━━ Texto apresentado
Antigamente, eu era pessimista sobre as perspectivas pro socialismo. Hoje eu sou otimista. Por quê? Porque eu vi as tendências e pensei em algumas coisas.


No começo do século XXI foi a primeira vez que a maioria da população do mundo passou a ser composta de trabalhadores assalariados. Hoje são uns 1,82 bilhão numa população ativa de 3,43 bilhões


Essa classe trabalhadora, que nunca foi tão grande, também nunca teve uma educação tão boa. E tá se concentrando cada vez mais. O número de trabalhadores por empresa aumenta conforme os países crescem. Podem não ser mais fábricas físicas, como no século XX, mas a internet às vezes facilita a comunicação mais ainda.


O mais importante de tudo: as conquistas desses 200 anos não foram perdidas. Os salários reais cresceram, com algumas quedas em períodos de crise. Em lugar nenhum por exemplo o capitalismo conseguiu acabar com as férias, ou aposentadoria (conseguiu no máximo diminuir o crescimento), ou diminuir o acesso à saúde pública etc

Em termos de organização, é mais complicado. A gente tem impressão de que a sindicalização era infinitamente maior porque era muito mais alta. Segundo a OIT, a taxa de sindicalização era de 11,2% em 2019. É difícil estimar quanto era historicamente. O que a gente sabe é que os sindicatos foram muito concentrados na Europa e América do Norte até 1945 e que, hoje, o maior destacamento de trabalhadores do mundo, a China (400 milhões de assalariados), não tem sindicatos independentes... ainda.
━━━━
* Instrução dada 1 *
Transcreva sem alterações o trecho do texto sobre o socialismo que começa nas palavras "O mais importante" e termina logo depois de "sindicatos independentes... ainda.".
━━ Entradas
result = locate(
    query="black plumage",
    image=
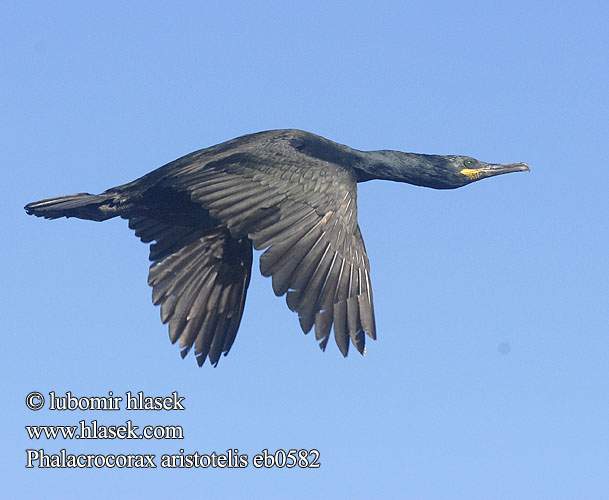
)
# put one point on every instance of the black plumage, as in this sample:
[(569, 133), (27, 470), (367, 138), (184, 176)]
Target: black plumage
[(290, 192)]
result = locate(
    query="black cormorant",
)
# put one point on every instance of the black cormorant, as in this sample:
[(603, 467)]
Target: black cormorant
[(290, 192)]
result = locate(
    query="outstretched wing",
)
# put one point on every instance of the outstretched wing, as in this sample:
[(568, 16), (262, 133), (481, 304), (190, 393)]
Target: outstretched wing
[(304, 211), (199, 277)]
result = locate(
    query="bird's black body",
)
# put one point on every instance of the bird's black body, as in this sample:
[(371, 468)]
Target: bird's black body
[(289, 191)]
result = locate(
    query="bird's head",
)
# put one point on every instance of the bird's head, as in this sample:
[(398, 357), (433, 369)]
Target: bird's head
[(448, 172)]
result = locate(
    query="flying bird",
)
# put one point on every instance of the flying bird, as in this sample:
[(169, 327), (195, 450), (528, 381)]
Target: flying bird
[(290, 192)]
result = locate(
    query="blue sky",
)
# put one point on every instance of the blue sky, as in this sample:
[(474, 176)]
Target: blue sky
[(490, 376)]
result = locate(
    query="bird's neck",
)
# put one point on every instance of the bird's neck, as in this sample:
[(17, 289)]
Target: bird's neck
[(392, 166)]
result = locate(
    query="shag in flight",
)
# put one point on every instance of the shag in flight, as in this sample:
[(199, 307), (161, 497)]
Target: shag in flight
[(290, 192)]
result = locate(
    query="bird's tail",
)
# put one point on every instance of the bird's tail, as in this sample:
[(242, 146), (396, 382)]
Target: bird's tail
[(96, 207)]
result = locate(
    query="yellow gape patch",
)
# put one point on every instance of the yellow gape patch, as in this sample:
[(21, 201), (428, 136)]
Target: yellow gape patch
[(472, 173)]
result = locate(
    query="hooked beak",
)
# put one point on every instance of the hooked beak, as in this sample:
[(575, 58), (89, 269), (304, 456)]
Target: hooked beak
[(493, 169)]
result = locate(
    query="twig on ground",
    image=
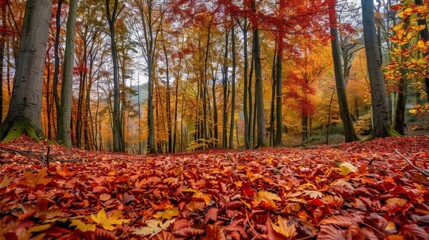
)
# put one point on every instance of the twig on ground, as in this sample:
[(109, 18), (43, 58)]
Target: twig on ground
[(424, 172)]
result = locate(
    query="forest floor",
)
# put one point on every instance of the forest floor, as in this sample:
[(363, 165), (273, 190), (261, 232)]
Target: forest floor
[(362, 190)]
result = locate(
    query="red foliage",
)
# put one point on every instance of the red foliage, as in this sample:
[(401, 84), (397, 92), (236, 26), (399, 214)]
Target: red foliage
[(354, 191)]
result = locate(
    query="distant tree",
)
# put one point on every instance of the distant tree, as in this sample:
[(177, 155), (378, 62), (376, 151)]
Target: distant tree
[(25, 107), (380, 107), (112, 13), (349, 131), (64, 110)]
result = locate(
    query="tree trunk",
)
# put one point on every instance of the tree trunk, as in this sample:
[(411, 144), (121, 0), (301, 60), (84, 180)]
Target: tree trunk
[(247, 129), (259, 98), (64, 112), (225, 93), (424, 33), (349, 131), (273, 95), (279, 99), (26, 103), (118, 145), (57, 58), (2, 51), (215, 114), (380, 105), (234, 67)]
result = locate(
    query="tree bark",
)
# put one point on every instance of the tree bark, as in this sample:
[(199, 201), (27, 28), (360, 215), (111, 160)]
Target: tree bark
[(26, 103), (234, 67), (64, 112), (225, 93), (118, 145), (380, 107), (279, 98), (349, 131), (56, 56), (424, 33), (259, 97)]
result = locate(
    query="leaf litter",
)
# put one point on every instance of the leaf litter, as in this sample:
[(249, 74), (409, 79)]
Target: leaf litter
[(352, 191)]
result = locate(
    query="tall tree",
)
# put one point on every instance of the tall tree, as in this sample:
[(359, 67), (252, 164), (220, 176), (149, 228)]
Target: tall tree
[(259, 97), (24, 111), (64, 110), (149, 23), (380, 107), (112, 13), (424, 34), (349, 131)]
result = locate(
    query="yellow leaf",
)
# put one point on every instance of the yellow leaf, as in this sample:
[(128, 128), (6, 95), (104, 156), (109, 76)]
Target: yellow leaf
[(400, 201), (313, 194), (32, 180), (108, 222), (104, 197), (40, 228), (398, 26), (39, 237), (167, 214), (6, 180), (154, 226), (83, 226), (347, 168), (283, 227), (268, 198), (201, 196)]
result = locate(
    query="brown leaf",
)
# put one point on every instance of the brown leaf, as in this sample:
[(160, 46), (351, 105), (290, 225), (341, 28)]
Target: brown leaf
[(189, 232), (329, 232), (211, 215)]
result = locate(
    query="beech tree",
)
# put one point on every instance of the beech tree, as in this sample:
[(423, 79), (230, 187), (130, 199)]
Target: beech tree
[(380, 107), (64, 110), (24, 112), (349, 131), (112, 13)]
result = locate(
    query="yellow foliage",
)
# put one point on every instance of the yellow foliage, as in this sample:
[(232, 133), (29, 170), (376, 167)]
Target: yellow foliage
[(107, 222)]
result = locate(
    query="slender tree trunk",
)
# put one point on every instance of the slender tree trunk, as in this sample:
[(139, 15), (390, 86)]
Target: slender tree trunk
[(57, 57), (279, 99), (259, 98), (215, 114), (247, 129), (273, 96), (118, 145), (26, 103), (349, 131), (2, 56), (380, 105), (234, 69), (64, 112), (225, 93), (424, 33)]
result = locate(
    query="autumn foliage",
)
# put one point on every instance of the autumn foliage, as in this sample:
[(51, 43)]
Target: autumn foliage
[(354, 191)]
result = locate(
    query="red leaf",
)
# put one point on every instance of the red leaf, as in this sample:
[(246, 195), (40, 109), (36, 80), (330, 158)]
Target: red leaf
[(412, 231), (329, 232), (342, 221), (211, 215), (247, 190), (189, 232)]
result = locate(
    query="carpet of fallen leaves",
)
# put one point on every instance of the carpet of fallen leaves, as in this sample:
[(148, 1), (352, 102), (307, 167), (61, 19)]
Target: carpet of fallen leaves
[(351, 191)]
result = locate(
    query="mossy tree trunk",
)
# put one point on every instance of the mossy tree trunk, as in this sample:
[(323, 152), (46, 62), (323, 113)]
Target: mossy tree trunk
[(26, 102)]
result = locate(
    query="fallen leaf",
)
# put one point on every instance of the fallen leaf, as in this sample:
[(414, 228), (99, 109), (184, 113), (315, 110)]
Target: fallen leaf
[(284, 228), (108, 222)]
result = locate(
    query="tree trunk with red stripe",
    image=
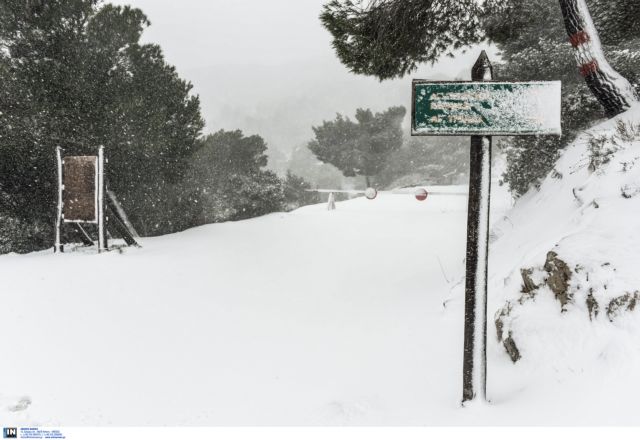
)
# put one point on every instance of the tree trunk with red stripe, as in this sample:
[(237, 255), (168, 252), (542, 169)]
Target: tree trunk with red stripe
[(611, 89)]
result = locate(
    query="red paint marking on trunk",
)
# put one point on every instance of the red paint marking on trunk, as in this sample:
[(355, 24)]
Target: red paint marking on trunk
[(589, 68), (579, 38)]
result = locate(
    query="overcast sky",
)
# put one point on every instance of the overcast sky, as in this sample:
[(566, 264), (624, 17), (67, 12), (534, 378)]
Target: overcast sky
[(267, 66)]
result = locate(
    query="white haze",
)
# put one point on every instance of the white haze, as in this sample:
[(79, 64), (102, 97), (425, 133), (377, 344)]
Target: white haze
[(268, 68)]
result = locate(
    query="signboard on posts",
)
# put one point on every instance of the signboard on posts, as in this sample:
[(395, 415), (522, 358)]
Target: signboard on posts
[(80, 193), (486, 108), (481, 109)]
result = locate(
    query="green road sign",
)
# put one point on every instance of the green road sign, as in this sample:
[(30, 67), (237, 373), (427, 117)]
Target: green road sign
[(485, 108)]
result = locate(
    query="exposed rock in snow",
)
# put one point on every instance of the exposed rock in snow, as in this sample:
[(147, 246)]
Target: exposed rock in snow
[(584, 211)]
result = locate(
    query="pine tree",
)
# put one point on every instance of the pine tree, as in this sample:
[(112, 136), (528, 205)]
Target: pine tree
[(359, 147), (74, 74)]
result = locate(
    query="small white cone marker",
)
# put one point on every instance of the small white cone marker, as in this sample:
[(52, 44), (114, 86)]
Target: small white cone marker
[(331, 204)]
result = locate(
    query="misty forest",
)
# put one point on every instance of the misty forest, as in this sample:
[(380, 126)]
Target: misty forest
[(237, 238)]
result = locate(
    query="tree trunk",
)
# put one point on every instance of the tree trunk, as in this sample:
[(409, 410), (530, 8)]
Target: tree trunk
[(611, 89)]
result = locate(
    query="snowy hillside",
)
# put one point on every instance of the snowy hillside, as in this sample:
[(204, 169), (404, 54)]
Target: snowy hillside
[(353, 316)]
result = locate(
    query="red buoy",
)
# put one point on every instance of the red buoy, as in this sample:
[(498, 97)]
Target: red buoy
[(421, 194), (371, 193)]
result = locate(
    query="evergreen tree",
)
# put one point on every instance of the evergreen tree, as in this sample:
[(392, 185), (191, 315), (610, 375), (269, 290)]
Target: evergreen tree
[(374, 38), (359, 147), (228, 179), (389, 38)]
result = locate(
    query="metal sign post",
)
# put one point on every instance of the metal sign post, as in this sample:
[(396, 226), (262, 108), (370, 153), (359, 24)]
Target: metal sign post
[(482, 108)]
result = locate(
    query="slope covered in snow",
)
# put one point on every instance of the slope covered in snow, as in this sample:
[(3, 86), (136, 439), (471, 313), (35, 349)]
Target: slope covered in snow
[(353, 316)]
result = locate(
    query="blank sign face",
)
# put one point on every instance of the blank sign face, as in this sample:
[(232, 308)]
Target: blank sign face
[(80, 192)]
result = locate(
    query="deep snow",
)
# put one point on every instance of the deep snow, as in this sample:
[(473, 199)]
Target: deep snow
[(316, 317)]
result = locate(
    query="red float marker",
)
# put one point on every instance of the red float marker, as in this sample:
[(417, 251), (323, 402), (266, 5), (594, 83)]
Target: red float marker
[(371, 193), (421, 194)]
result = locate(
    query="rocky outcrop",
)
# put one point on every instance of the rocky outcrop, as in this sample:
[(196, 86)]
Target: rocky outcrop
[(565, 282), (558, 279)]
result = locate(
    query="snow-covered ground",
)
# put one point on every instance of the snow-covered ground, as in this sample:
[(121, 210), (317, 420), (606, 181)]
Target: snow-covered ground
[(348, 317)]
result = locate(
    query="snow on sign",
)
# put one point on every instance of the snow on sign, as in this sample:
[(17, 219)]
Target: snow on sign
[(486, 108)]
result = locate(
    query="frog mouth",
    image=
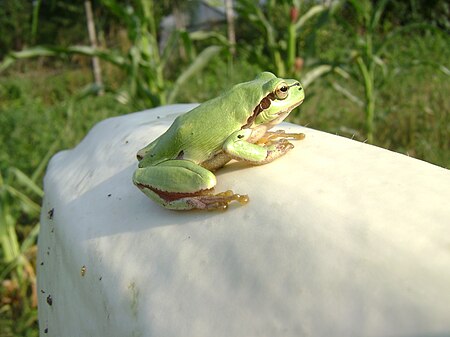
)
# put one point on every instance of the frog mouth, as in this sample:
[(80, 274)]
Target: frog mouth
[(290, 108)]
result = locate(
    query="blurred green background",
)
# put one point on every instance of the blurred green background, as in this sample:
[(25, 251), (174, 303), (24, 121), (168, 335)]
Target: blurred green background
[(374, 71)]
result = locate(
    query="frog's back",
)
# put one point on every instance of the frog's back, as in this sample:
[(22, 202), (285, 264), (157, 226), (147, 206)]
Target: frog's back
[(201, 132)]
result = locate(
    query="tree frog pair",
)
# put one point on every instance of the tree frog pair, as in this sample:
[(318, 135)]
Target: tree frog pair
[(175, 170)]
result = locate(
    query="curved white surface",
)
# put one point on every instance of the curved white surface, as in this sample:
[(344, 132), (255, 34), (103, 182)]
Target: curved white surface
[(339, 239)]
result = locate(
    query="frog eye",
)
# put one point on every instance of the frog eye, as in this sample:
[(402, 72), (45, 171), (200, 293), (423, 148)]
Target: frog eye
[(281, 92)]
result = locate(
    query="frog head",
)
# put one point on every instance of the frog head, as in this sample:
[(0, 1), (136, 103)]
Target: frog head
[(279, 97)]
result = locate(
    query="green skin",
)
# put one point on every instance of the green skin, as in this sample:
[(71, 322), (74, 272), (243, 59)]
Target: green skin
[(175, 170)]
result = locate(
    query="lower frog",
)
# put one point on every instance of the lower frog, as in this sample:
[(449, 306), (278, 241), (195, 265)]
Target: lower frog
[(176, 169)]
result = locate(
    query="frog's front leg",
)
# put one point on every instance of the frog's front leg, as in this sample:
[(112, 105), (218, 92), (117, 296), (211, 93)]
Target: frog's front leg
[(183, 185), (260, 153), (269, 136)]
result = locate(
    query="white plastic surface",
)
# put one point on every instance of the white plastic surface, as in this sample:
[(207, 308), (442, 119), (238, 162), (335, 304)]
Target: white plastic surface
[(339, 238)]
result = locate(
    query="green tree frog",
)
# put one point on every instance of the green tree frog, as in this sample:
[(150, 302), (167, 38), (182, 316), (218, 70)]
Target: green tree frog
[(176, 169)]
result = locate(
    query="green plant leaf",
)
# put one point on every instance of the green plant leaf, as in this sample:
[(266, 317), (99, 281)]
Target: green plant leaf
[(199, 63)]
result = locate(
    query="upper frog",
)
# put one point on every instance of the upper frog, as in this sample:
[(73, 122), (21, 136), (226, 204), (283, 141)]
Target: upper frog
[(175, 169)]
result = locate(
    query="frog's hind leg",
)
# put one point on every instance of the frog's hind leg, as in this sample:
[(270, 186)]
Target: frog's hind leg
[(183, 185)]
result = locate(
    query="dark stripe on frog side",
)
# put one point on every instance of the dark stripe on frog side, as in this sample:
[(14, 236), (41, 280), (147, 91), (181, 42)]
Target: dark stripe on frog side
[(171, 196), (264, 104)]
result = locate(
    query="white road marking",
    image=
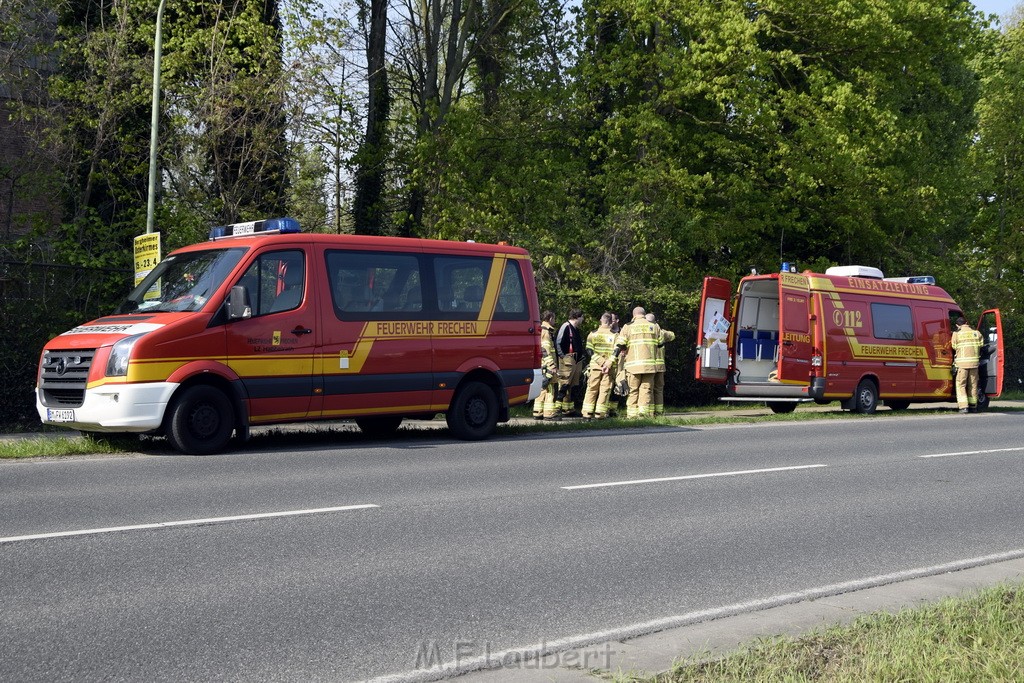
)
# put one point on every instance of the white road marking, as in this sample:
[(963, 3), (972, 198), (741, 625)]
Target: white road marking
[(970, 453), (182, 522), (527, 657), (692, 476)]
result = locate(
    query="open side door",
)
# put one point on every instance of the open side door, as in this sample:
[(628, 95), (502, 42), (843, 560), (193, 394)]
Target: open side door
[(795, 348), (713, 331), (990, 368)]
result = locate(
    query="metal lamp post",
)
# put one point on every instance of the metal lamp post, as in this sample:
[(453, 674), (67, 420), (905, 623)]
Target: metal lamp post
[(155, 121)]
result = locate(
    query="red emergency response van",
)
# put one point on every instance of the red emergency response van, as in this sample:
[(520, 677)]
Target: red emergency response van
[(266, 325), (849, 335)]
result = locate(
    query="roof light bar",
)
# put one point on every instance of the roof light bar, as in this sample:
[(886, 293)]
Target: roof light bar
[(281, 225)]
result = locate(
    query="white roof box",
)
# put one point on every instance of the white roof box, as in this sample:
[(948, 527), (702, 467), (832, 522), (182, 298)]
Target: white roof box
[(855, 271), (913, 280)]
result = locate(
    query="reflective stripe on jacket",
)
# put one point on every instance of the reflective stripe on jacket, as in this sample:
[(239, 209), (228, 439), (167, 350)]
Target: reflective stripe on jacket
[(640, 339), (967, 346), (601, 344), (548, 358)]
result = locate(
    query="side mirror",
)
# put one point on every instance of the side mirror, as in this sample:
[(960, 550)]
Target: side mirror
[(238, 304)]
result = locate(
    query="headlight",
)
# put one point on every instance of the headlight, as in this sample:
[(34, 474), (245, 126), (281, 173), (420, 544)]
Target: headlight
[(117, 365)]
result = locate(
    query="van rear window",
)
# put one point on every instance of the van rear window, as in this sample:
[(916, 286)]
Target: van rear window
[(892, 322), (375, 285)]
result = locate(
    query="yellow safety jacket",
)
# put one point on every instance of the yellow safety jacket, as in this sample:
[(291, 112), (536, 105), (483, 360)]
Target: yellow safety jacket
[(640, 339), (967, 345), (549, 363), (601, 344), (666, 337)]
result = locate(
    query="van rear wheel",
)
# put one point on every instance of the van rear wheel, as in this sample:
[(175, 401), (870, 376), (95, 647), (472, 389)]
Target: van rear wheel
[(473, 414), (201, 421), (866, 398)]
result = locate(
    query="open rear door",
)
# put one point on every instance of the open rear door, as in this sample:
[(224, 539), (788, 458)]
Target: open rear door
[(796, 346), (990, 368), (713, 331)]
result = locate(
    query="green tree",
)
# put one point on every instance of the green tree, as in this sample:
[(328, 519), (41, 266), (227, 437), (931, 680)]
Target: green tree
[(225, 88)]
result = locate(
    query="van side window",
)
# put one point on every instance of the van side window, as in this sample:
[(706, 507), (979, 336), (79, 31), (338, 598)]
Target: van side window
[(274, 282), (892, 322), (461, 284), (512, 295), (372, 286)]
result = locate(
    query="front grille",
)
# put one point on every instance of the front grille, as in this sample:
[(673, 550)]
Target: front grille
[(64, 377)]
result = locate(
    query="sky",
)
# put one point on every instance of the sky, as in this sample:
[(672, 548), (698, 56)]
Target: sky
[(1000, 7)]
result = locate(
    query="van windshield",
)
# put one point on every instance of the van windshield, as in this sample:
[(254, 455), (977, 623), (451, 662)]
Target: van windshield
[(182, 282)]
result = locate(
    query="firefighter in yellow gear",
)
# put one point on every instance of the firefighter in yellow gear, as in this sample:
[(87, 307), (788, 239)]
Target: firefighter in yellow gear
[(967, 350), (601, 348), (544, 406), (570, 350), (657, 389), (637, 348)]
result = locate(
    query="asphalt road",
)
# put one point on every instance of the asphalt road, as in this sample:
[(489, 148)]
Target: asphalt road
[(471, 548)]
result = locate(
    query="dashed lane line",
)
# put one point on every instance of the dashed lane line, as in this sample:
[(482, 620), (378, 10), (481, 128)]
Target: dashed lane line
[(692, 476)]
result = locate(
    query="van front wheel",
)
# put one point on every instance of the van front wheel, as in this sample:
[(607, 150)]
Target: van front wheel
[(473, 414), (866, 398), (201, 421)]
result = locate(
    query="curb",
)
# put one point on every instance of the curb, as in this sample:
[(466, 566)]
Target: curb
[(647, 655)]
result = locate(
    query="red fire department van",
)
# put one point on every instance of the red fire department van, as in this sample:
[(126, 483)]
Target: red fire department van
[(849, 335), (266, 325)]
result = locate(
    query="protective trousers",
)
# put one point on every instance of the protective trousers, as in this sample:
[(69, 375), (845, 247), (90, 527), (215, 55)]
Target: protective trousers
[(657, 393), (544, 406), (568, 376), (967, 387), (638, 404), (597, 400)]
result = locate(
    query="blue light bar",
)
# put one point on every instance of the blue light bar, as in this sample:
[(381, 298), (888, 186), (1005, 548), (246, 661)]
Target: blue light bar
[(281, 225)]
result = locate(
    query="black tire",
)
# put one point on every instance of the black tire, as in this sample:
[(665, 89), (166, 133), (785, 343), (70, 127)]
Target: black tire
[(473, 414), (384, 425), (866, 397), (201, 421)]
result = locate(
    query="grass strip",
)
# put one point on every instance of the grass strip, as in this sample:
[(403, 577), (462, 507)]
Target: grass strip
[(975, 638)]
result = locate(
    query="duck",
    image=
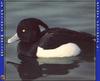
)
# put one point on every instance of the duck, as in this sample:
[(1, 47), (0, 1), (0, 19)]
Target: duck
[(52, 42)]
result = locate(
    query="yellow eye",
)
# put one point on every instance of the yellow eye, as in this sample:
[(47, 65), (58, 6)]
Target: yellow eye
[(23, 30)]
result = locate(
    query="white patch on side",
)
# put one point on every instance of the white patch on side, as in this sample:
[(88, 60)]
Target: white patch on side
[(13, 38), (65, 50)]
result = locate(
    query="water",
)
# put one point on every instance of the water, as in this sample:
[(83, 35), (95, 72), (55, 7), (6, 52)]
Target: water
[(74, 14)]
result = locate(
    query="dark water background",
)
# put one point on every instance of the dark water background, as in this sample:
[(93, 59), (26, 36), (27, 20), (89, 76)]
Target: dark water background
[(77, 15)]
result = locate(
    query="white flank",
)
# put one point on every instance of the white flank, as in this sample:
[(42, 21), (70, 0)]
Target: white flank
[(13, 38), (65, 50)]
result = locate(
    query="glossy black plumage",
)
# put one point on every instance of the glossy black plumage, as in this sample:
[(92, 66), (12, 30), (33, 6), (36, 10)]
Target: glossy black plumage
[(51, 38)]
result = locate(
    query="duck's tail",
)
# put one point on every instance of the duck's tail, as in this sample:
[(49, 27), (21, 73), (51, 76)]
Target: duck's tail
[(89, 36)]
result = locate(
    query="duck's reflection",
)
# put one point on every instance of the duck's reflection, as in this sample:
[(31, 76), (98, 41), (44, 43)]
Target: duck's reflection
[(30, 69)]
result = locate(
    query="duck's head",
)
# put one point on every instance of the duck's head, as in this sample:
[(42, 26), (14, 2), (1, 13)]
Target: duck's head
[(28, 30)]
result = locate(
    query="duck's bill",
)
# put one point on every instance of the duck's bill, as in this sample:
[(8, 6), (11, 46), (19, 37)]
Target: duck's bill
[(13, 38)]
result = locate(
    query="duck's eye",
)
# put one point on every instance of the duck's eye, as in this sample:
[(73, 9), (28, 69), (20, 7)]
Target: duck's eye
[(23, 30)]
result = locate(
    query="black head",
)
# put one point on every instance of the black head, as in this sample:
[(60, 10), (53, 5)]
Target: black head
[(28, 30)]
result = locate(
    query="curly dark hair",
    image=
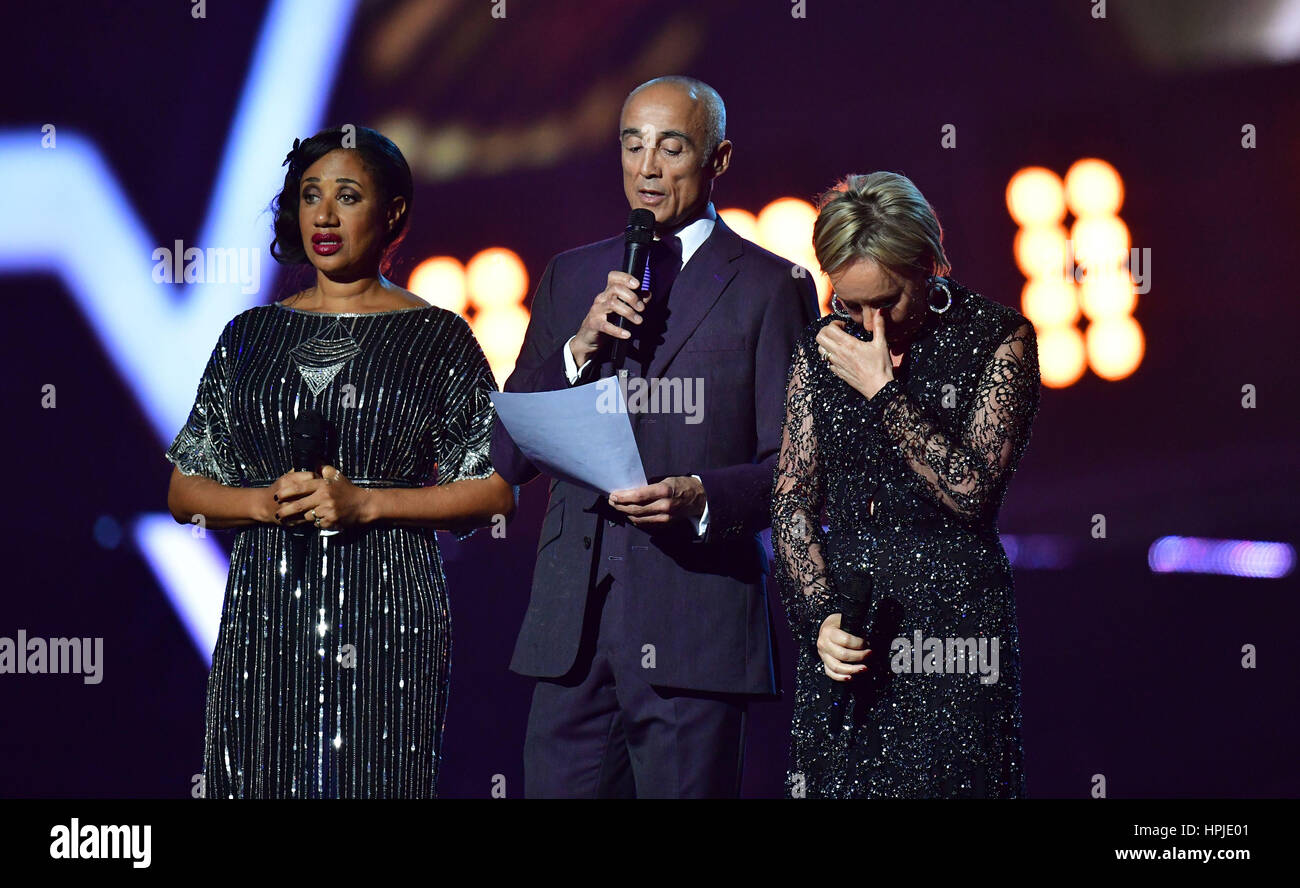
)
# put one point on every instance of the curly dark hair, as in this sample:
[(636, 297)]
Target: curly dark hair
━━━━
* Instrução dada 2 *
Extraia das entradas todas as linhas em que aparece a palavra "small".

* Resposta 1 *
O mais importante de tudo: as conquistas desses 200 anos não foram perdidas. Os salários reais cresceram, com algumas quedas em períodos de crise. Em lugar nenhum por exemplo o capitalismo conseguiu acabar com as férias, ou aposentadoria (conseguiu no máximo diminuir o crescimento), ou diminuir o acesso à saúde pública etc

Em termos de organização, é mais complicado. A gente tem impressão de que a sindicalização era infinitamente maior porque era muito mais alta. Segundo a OIT, a taxa de sindicalização era de 11,2% em 2019. É difícil estimar quanto era historicamente. O que a gente sabe é que os sindicatos foram muito concentrados na Europa e América do Norte até 1945 e que, hoje, o maior destacamento de trabalhadores do mundo, a China (400 milhões de assalariados), não tem sindicatos independentes... ainda.

* Resposta 2 *
    query="small white cone marker",
# put one point on every instance of the small white cone marker, as in this sample:
Target: small white cone marker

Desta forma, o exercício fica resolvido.